- Raw records
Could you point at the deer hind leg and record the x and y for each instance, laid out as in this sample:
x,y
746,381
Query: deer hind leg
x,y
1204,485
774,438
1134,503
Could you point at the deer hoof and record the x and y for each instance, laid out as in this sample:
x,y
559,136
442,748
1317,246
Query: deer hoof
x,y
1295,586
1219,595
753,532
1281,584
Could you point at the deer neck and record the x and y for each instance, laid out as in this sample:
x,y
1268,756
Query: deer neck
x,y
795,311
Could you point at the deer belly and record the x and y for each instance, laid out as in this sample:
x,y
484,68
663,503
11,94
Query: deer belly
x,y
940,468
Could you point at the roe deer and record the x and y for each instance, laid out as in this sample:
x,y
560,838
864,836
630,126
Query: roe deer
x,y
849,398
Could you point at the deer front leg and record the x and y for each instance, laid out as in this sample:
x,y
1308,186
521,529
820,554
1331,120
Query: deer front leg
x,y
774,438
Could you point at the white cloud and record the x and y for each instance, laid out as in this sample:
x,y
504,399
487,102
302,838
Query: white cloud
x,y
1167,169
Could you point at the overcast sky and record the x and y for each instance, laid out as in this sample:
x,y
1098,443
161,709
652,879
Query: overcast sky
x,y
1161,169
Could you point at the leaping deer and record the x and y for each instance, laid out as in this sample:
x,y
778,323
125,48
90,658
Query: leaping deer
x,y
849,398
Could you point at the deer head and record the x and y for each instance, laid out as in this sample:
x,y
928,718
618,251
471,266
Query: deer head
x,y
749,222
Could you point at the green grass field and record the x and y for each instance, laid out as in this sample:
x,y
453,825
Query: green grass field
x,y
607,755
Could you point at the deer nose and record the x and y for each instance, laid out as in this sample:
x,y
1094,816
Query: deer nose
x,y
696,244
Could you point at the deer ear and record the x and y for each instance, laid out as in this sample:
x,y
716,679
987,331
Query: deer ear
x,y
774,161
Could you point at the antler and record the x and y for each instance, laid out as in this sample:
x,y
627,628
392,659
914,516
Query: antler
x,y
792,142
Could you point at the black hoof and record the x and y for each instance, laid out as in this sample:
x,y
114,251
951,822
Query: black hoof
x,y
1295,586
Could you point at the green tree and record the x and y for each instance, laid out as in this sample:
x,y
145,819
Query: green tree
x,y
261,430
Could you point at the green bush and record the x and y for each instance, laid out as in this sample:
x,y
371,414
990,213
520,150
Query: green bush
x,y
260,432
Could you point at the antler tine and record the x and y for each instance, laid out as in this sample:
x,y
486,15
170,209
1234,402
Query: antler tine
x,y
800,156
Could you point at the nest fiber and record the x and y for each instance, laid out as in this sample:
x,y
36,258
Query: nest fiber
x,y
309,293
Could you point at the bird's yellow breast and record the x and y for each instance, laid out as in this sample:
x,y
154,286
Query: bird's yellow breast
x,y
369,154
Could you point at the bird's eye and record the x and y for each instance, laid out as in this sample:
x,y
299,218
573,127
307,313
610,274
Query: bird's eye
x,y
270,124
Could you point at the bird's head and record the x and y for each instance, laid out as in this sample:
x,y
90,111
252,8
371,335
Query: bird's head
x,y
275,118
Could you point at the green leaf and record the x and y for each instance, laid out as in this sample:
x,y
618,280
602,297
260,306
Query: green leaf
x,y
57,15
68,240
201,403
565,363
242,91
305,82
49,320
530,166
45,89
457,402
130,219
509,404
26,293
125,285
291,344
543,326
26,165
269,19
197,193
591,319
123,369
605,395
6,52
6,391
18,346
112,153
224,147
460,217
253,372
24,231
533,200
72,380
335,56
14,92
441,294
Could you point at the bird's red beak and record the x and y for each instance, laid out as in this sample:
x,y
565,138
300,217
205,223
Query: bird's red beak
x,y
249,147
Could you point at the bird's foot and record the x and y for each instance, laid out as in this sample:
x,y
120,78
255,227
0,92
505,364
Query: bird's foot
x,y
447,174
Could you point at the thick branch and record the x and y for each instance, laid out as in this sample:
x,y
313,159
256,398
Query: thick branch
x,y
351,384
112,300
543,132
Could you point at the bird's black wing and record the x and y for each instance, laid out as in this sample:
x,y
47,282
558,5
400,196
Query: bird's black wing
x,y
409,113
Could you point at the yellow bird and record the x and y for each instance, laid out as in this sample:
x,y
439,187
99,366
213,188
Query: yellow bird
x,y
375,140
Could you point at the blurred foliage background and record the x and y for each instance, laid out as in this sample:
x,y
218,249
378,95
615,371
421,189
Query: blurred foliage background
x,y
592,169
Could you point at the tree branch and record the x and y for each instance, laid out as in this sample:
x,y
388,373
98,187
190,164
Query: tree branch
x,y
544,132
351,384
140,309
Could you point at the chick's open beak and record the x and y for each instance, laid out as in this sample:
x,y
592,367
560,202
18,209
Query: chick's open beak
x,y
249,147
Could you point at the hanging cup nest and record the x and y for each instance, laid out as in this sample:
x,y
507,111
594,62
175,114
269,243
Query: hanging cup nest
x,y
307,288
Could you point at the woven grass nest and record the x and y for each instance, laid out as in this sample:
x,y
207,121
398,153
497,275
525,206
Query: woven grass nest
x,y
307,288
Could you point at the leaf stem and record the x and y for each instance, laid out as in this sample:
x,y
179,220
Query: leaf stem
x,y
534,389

- Objective
Restate the data above exactly, keeping each word as it stands.

- Reply
Could you point at the deer hind leg and record the x and y for each instance, laid out as in this sample:
x,y
746,381
Query: deer hind leg
x,y
1204,485
774,438
1134,503
Could you point at the deer hoof and record the x and y for each instance, laid out as in this sample:
x,y
559,136
442,748
1317,246
Query: deer hoof
x,y
1295,586
1219,595
753,532
1281,584
Could you point at the deer neck and record the x and y for each instance, laid out as in this sample:
x,y
1268,756
Query: deer neck
x,y
795,311
Could you point at the deer belly and record the x and y for each instance, laid out as in this sample:
x,y
484,68
663,503
11,94
Query: deer belly
x,y
940,468
Could you point at the roe deer and record the x and y for each instance, laid out as in this sample:
x,y
560,838
864,836
630,126
Query: roe deer
x,y
849,398
Could you point at the deer front leg and record the x and y for each instance, laid out as in this sample:
x,y
1308,186
521,529
820,554
1331,120
Query: deer front leg
x,y
774,438
Could you point at the white cloud and record the x and y for each instance, laid out as in this sample:
x,y
504,399
487,102
302,838
Query: white cloud
x,y
1167,169
Could you point at the overcast sky and record the x and y for each instance, laid out as in this sample:
x,y
1098,443
161,709
652,879
Query: overcast sky
x,y
1161,169
Could you point at the leaping deer and record the x and y for each instance, laid out as in this sample:
x,y
778,323
125,48
90,658
Query: leaping deer
x,y
849,398
Could you point at the deer head and record the x and y for each instance, laid out as in this sample:
x,y
928,718
618,251
471,266
Query: deer head
x,y
749,222
Could you point at the green grass field and record the x and y for each instance, laid out as in this sample:
x,y
453,825
Query: green grass field
x,y
607,755
Could you point at the deer nose and record the x and y for each instance, laid out as in this sample:
x,y
1094,816
Query: deer nose
x,y
696,244
Could you point at the deer ear and record the x and y for each instance, laid out as in this sample:
x,y
716,679
987,331
Query: deer ear
x,y
774,161
Could you point at the antler and record the x and y for each instance, laid out as in this sample:
x,y
627,628
392,659
914,516
Query: antler
x,y
792,142
Could you point at the black hoof and record the x and y for each instance, laid out as in this sample:
x,y
114,251
951,822
Query: black hoof
x,y
1295,586
Could you point at the green tree and record the x and y for each instance, laid out as in this sample:
x,y
145,819
Query: green tree
x,y
261,430
Could you point at the green bush and record the x and y for each instance, laid out as in this sample:
x,y
371,414
990,213
520,150
Query: green bush
x,y
260,432
Could you point at the antler tine and record the x and y for each instance, laid out as in this sample:
x,y
486,15
170,209
1234,402
Query: antler tine
x,y
800,156
Could you point at the nest fiber and record the x and y for each instance, laid out as in this sample:
x,y
36,258
Query: nest fiber
x,y
309,293
Could you point at the bird's yellow breast and record the x and y for each instance, laid out as in this sample:
x,y
154,286
Query: bird's yellow breast
x,y
369,154
Could you point at the bird's eye and record the x and y for each instance, laid out as in this sample:
x,y
299,218
573,127
307,313
610,274
Query: bird's eye
x,y
270,124
Could you point at the bird's head and record the x and y for each instance, laid out as in this sample:
x,y
90,111
252,8
371,335
Query: bird's head
x,y
275,118
Could you point at the green leaf and record the x and y for each instance, laid out as in this sample:
x,y
618,280
602,297
260,306
Query: green leaf
x,y
57,15
68,240
201,403
565,363
242,91
305,82
49,320
530,166
45,89
457,402
130,219
509,404
26,293
125,285
291,344
543,326
26,165
269,19
197,193
591,319
123,369
605,395
6,52
6,391
18,346
112,153
224,147
460,217
253,372
24,231
533,200
72,380
335,56
14,92
441,294
Could you point at the bird's red beak and record the x and y for each instance, laid out as in this sample:
x,y
565,138
300,217
205,223
Query: bird's red beak
x,y
249,147
Could you point at the bird's foot and record the x and y for each instance, laid out as in this sample:
x,y
120,78
255,227
0,92
505,364
Query: bird's foot
x,y
447,174
Could you point at the thick branch and record the x and y for each instance, laid out as in this sample:
x,y
313,159
256,398
Query: thick branch
x,y
351,384
112,300
543,132
Could you point at the bird's black wing and record the x and y for each instance, laid out as in this sample:
x,y
47,282
558,5
400,196
Query: bird's black wing
x,y
409,113
Could you point at the yellow bird and record the x and y for each instance, laid out as in this sample:
x,y
439,187
99,366
213,188
Query: yellow bird
x,y
375,140
Could you point at the blurred foliage background and record the x and y for each instance, laid out as in this sample:
x,y
218,249
378,95
615,371
421,189
Query: blurred foliage background
x,y
592,169
Could you point at the tree branch and record the x and y for each instance, laid out as in this sample:
x,y
388,373
98,187
190,164
Query: tree branch
x,y
544,132
351,384
140,309
Could you point at the chick's open beak and record the x and y for each instance, laid out as in this sample:
x,y
592,367
560,202
18,209
Query: chick's open beak
x,y
249,147
Could you point at the hanging cup nest and record the x and y for each instance, laid out as in this sample:
x,y
507,111
594,62
175,114
269,243
Query: hanging cup nest
x,y
307,288
Could you point at the woven grass nest and record the x and y for each instance, laid out as in this sample:
x,y
207,121
398,153
497,275
525,206
Query: woven grass nest
x,y
307,288
Could you point at the leaf stem and record the x and y for each instance, laid out as in this sample:
x,y
179,220
Query: leaf stem
x,y
534,389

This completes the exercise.